*Supplied data*.
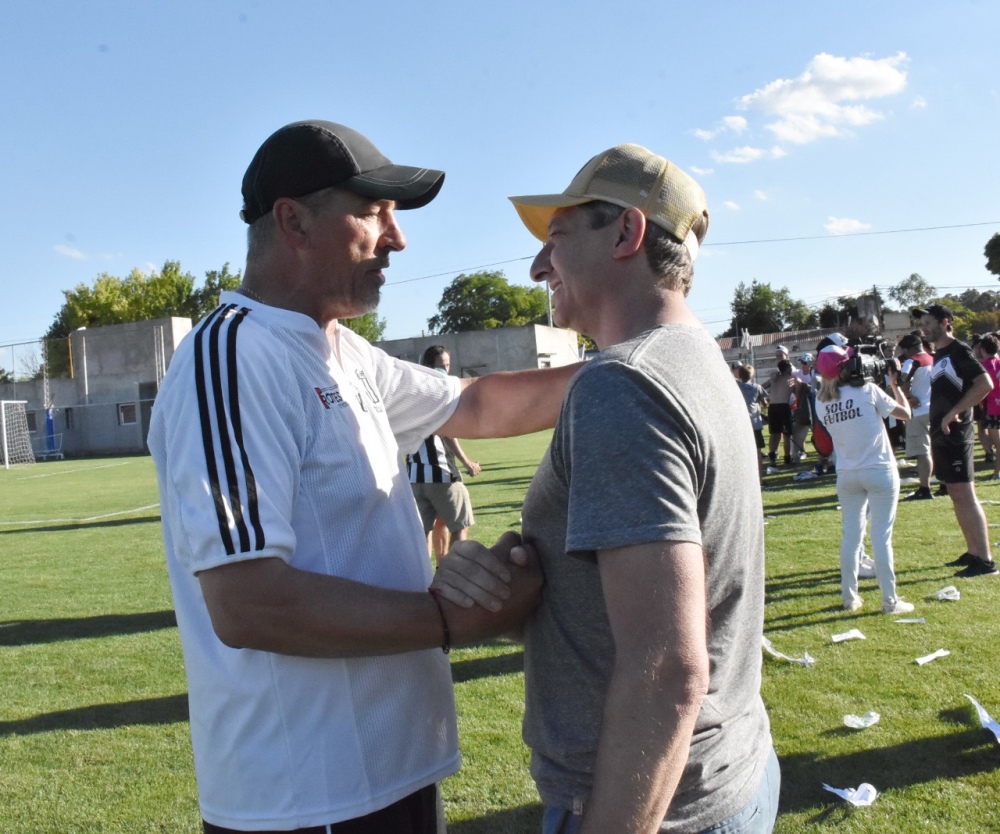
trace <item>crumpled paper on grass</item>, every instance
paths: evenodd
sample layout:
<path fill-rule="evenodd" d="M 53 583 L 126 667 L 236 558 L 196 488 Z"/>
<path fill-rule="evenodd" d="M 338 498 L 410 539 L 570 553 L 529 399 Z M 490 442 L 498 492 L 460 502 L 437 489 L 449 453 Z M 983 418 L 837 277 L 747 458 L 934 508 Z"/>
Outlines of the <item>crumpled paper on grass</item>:
<path fill-rule="evenodd" d="M 867 640 L 860 629 L 852 628 L 850 631 L 845 631 L 843 634 L 834 634 L 830 638 L 834 643 L 843 643 L 845 640 Z"/>
<path fill-rule="evenodd" d="M 939 657 L 947 657 L 951 652 L 947 649 L 938 649 L 936 652 L 931 652 L 930 654 L 925 654 L 923 657 L 917 658 L 917 666 L 923 666 L 925 663 L 930 663 L 932 660 L 937 660 Z"/>
<path fill-rule="evenodd" d="M 966 696 L 968 697 L 968 696 Z M 882 716 L 877 712 L 866 712 L 864 715 L 845 715 L 844 726 L 852 730 L 864 730 L 874 724 L 878 724 Z"/>
<path fill-rule="evenodd" d="M 948 585 L 931 596 L 937 597 L 941 602 L 958 602 L 962 598 L 961 592 L 954 585 Z"/>
<path fill-rule="evenodd" d="M 859 808 L 871 805 L 878 798 L 878 791 L 867 782 L 862 782 L 857 788 L 831 788 L 824 782 L 823 787 L 830 793 L 837 794 L 841 799 L 846 799 L 851 805 L 857 805 Z"/>
<path fill-rule="evenodd" d="M 893 620 L 893 622 L 899 623 L 900 625 L 920 625 L 922 623 L 926 623 L 927 620 L 923 617 L 909 617 L 902 620 Z"/>
<path fill-rule="evenodd" d="M 983 725 L 983 729 L 989 730 L 993 733 L 993 737 L 997 740 L 997 743 L 1000 744 L 1000 724 L 993 720 L 990 714 L 983 709 L 983 705 L 980 704 L 979 701 L 971 695 L 966 695 L 965 697 L 972 701 L 972 705 L 976 708 L 976 712 L 979 713 L 979 723 Z"/>
<path fill-rule="evenodd" d="M 771 641 L 766 637 L 762 638 L 764 651 L 767 652 L 771 657 L 776 657 L 778 660 L 787 660 L 789 663 L 798 663 L 801 666 L 809 668 L 816 662 L 816 658 L 810 656 L 809 652 L 805 653 L 804 657 L 789 657 L 787 654 L 782 654 L 771 644 Z"/>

*Task goal*.
Using the entries above, give back exactly the line containing "paths: evenodd", the line containing "338 498 L 410", and every line between them, and nothing else.

*Answer for the task*.
paths: evenodd
sample layout:
<path fill-rule="evenodd" d="M 53 583 L 126 667 L 236 558 L 196 488 Z"/>
<path fill-rule="evenodd" d="M 338 498 L 410 539 L 570 553 L 529 399 Z M 490 442 L 498 492 L 460 502 L 437 489 L 449 453 Z M 983 418 L 837 277 L 747 458 L 934 508 Z"/>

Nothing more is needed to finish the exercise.